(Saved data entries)
........

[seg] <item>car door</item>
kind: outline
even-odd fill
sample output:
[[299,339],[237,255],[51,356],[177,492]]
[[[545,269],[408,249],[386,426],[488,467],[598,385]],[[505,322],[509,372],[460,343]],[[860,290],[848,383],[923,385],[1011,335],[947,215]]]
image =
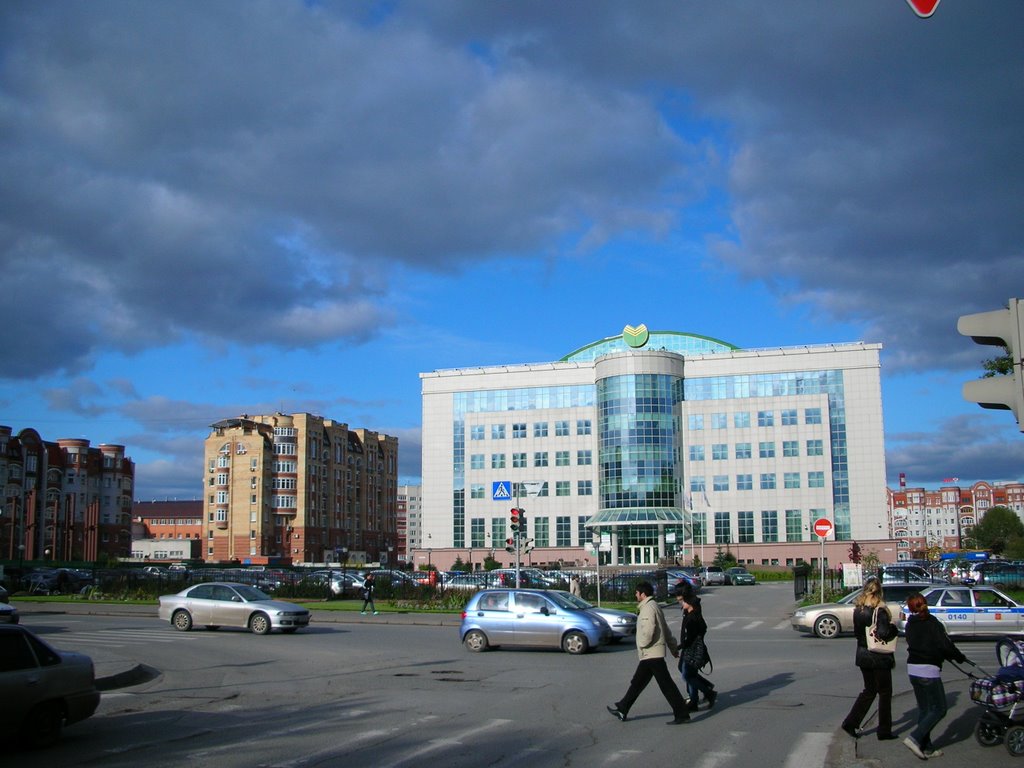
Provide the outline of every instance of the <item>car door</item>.
[[192,614],[193,624],[213,624],[213,584],[200,584],[190,589],[185,597],[185,607]]
[[976,588],[974,594],[974,630],[979,634],[1005,635],[1021,630],[1024,608],[994,589]]
[[43,693],[42,671],[25,633],[0,633],[0,733],[14,733]]
[[480,593],[474,613],[478,626],[487,635],[491,645],[515,643],[513,608],[509,605],[509,593],[504,589]]
[[558,608],[537,592],[515,592],[516,645],[558,647],[562,641],[562,617]]
[[218,627],[244,627],[249,621],[251,607],[226,584],[214,584],[210,600],[210,620]]
[[928,601],[929,610],[935,614],[935,618],[946,625],[946,631],[951,635],[974,634],[974,602],[971,599],[971,590],[943,589],[936,592],[939,593],[939,598],[934,604],[931,600]]

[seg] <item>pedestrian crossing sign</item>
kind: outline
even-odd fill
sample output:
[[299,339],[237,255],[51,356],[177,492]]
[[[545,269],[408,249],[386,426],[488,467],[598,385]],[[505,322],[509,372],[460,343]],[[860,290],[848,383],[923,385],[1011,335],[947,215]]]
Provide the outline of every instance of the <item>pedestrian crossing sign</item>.
[[497,480],[491,483],[491,500],[492,501],[511,501],[512,491],[511,483],[508,480]]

........

TO DO
Please repeat all of the entries above word for word, but drop any pictures.

SOLUTION TO THE EXERCISE
[seg] <item>car door</item>
kind: outline
even-odd fill
sample output:
[[299,339],[237,255],[51,356],[177,492]]
[[[545,269],[408,249],[386,426],[488,467],[598,385]],[[505,322],[509,372],[460,343]],[[860,290],[848,383],[923,385],[1011,335],[947,215]]]
image =
Provide the outline of every instance of the <item>car door</item>.
[[192,614],[193,624],[213,624],[213,584],[200,584],[190,589],[185,597],[185,607]]
[[976,588],[974,594],[974,630],[979,634],[1005,635],[1021,630],[1024,608],[994,589]]
[[43,693],[42,671],[25,633],[0,633],[0,733],[14,733]]
[[480,593],[474,613],[478,626],[487,635],[491,645],[515,643],[513,608],[509,605],[509,593],[504,589]]
[[558,608],[537,592],[515,592],[516,645],[558,647],[562,641],[562,617]]
[[218,627],[244,627],[249,621],[251,607],[226,584],[214,584],[210,600],[210,620]]
[[928,601],[929,610],[935,614],[935,618],[946,625],[946,631],[951,635],[974,634],[974,602],[971,599],[971,590],[943,589],[936,592],[939,593],[939,598],[934,604],[931,600]]

[seg] <item>pedestrian crossing sign</item>
kind: outline
even-odd fill
sample output:
[[299,339],[237,255],[51,356],[177,492]]
[[[545,269],[408,249],[386,426],[488,467],[598,385]],[[505,322],[509,372],[460,343]],[[860,290],[848,383],[923,385],[1011,335],[947,215]]]
Provide the outline of every instance of the <item>pedestrian crossing sign</item>.
[[497,480],[491,483],[491,500],[492,501],[511,501],[512,491],[511,483],[508,480]]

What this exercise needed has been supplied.